Show each line of the rows below that contains the word "white", copied in full. Case counts.

Records for this exercise ▸
-.-.-

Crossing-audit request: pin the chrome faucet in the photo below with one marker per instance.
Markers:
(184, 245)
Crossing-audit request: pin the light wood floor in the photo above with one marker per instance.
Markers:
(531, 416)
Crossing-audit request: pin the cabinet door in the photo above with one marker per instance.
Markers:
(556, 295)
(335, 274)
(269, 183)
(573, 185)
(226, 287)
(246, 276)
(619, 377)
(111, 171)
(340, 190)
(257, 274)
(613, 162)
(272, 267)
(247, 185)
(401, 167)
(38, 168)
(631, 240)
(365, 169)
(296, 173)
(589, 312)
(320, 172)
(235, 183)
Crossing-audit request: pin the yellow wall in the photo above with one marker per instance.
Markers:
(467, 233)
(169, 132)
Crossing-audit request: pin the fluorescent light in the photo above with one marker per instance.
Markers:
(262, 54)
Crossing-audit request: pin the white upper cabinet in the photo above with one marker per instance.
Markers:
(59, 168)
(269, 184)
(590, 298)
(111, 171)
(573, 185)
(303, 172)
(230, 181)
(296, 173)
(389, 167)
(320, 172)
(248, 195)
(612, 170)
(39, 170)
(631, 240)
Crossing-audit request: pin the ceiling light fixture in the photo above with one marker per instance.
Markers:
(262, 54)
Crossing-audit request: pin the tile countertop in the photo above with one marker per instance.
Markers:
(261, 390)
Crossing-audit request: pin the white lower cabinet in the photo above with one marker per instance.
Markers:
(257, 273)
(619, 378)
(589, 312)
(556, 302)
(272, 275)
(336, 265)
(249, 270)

-.-.-

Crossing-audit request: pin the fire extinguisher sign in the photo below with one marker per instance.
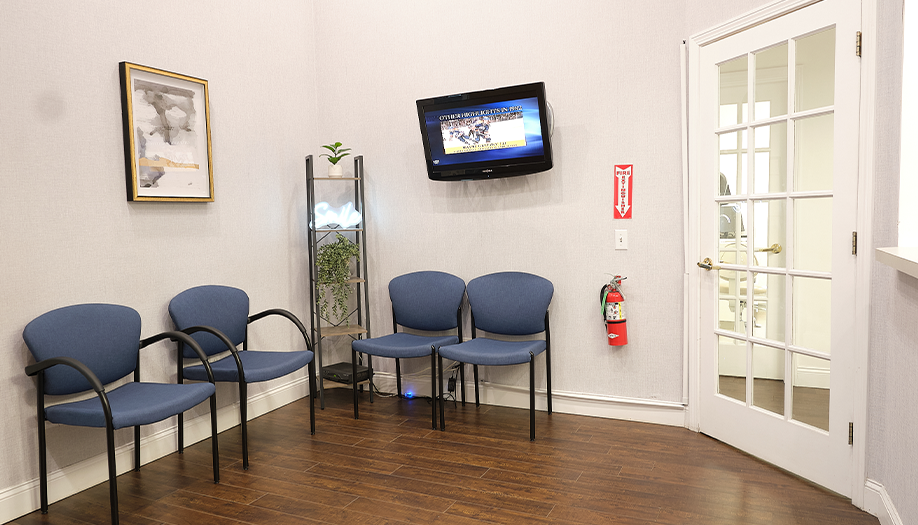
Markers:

-.-.-

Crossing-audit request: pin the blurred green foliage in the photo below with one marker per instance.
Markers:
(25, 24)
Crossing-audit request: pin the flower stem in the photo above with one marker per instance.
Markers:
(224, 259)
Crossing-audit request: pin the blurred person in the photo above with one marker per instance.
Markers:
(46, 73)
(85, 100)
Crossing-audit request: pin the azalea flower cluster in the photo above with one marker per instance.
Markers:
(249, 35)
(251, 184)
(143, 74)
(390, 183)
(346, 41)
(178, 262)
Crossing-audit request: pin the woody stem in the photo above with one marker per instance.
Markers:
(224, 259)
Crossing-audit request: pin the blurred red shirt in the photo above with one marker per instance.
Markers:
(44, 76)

-.-.-

Reply ▸
Crossing-audit request: pin the white upper cabinet in the photo above with one marker per instance.
Crossing-audit request: pin the white lower cabinet in the photo above with one marker per instance.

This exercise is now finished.